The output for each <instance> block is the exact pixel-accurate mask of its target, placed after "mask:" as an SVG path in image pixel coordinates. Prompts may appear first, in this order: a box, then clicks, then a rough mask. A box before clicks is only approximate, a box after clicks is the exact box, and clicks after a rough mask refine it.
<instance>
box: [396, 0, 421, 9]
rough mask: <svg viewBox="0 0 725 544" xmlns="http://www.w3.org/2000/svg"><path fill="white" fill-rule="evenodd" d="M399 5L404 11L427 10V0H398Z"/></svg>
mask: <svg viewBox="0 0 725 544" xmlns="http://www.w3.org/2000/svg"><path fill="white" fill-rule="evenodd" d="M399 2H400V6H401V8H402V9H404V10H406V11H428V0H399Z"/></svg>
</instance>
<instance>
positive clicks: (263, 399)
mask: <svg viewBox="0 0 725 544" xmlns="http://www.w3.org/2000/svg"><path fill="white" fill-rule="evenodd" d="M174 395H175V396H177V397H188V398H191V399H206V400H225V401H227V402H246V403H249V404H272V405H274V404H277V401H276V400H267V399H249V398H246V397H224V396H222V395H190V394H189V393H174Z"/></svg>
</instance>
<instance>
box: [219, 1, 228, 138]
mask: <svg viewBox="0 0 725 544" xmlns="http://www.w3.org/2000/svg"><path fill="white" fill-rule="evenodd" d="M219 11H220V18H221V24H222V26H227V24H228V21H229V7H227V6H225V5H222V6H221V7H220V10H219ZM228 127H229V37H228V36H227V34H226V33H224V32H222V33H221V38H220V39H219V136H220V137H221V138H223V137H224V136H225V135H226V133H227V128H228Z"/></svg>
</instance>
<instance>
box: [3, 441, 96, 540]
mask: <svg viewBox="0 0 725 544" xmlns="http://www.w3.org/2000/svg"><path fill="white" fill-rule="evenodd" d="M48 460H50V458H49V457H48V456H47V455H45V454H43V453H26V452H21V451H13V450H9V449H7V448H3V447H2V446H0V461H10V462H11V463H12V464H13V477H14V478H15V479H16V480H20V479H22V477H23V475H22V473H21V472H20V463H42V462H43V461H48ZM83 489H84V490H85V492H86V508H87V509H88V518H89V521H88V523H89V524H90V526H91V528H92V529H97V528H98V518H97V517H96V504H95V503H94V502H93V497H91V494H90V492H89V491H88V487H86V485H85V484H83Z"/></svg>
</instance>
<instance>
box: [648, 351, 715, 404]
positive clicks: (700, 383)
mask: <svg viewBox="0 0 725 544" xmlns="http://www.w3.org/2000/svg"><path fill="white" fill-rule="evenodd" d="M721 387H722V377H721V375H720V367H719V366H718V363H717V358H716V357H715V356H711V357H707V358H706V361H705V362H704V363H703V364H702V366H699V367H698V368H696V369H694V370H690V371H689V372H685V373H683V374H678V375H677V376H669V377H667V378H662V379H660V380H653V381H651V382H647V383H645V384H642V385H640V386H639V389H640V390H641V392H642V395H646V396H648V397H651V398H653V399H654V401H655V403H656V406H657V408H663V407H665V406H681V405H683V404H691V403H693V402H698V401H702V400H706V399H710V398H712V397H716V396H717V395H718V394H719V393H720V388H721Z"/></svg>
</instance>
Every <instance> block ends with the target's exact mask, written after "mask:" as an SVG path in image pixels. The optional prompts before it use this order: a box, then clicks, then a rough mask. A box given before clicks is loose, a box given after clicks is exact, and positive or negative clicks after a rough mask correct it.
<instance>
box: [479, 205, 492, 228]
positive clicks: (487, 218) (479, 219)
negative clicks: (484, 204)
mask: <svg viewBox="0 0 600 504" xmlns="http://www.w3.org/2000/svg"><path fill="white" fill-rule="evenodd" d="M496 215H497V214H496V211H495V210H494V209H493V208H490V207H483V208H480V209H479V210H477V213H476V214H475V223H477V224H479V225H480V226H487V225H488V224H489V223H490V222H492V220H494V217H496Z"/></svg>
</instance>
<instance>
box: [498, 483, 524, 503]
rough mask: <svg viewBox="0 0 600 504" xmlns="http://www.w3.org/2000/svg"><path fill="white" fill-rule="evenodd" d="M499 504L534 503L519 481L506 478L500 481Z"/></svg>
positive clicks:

▬▬▬▬▬▬

→ To do: Transcribe the full listing exactly, omitting nothing.

→ Answer box:
The output for each <instance> block is the exact pixel-accurate mask of its target, placed after "mask:" as an SVG path in image pixel coordinates. Prompts may appear first, in this order: a box, then clicks, then a rough mask. A box before clicks is only approximate, a box after clicks is the exact box, and clicks after a rough mask refine it.
<instance>
box: [396, 0, 421, 9]
rough mask: <svg viewBox="0 0 725 544" xmlns="http://www.w3.org/2000/svg"><path fill="white" fill-rule="evenodd" d="M399 5L404 11L427 10V0H398Z"/></svg>
mask: <svg viewBox="0 0 725 544" xmlns="http://www.w3.org/2000/svg"><path fill="white" fill-rule="evenodd" d="M399 2H400V6H401V8H402V9H404V10H406V11H428V0H399Z"/></svg>
</instance>
<instance>
positive clicks: (263, 399)
mask: <svg viewBox="0 0 725 544" xmlns="http://www.w3.org/2000/svg"><path fill="white" fill-rule="evenodd" d="M174 395H175V396H177V397H188V398H191V399H206V400H225V401H227V402H246V403H249V404H272V405H274V404H277V401H276V400H267V399H249V398H246V397H224V396H222V395H190V394H189V393H174Z"/></svg>
</instance>
<instance>
box: [219, 1, 228, 138]
mask: <svg viewBox="0 0 725 544" xmlns="http://www.w3.org/2000/svg"><path fill="white" fill-rule="evenodd" d="M219 11H220V18H221V24H222V26H227V24H228V21H229V7H227V6H225V5H222V6H221V7H220V10H219ZM228 127H229V37H228V36H227V34H226V33H224V32H222V33H221V38H220V39H219V136H220V137H221V138H223V137H224V136H225V135H226V133H227V128H228Z"/></svg>
</instance>
<instance>
box: [3, 441, 96, 540]
mask: <svg viewBox="0 0 725 544" xmlns="http://www.w3.org/2000/svg"><path fill="white" fill-rule="evenodd" d="M48 460H50V458H49V457H48V456H47V455H45V454H43V453H26V452H21V451H13V450H9V449H7V448H3V447H2V446H0V461H10V462H11V463H12V464H13V477H14V478H15V479H16V480H20V479H22V477H23V475H22V473H21V472H20V463H42V462H43V461H48ZM83 489H84V490H85V492H86V508H87V509H88V518H89V521H88V523H89V524H90V526H91V528H92V529H97V528H98V518H97V517H96V504H95V503H94V502H93V497H91V494H90V492H89V491H88V487H86V485H85V484H83Z"/></svg>
</instance>
<instance>
box: [648, 351, 715, 404]
positive clicks: (700, 383)
mask: <svg viewBox="0 0 725 544" xmlns="http://www.w3.org/2000/svg"><path fill="white" fill-rule="evenodd" d="M721 387H722V377H721V375H720V367H719V366H718V363H717V358H716V357H715V356H711V357H707V358H706V361H705V362H704V363H703V364H702V366H699V367H698V368H696V369H694V370H690V371H689V372H685V373H683V374H678V375H677V376H669V377H667V378H662V379H660V380H653V381H651V382H647V383H645V384H642V385H640V386H639V389H640V390H641V392H642V395H646V396H648V397H651V398H653V399H654V401H655V403H656V406H657V408H663V407H665V406H681V405H683V404H691V403H693V402H698V401H702V400H706V399H710V398H712V397H716V396H717V395H718V394H719V393H720V388H721Z"/></svg>
</instance>
Every <instance> block ends with the target's exact mask, written after "mask:" as an SVG path in image pixels. The optional prompts before it use this order: a box, then clicks, then a rough mask. A box given before clicks is loose, a box given after clicks is exact, and positive or negative clicks after a rough mask correct it.
<instance>
box: [479, 205, 492, 228]
positive clicks: (487, 218) (479, 219)
negative clicks: (484, 204)
mask: <svg viewBox="0 0 600 504" xmlns="http://www.w3.org/2000/svg"><path fill="white" fill-rule="evenodd" d="M496 215H497V214H496V211H495V210H494V209H493V208H490V207H483V208H480V209H479V210H477V213H476V214H475V223H477V224H479V225H480V226H487V225H488V224H489V223H490V222H492V220H494V217H496Z"/></svg>
</instance>
<instance>
box: [498, 483, 524, 503]
rough mask: <svg viewBox="0 0 600 504" xmlns="http://www.w3.org/2000/svg"><path fill="white" fill-rule="evenodd" d="M499 504L534 503L519 481L506 478L500 481Z"/></svg>
positive clicks:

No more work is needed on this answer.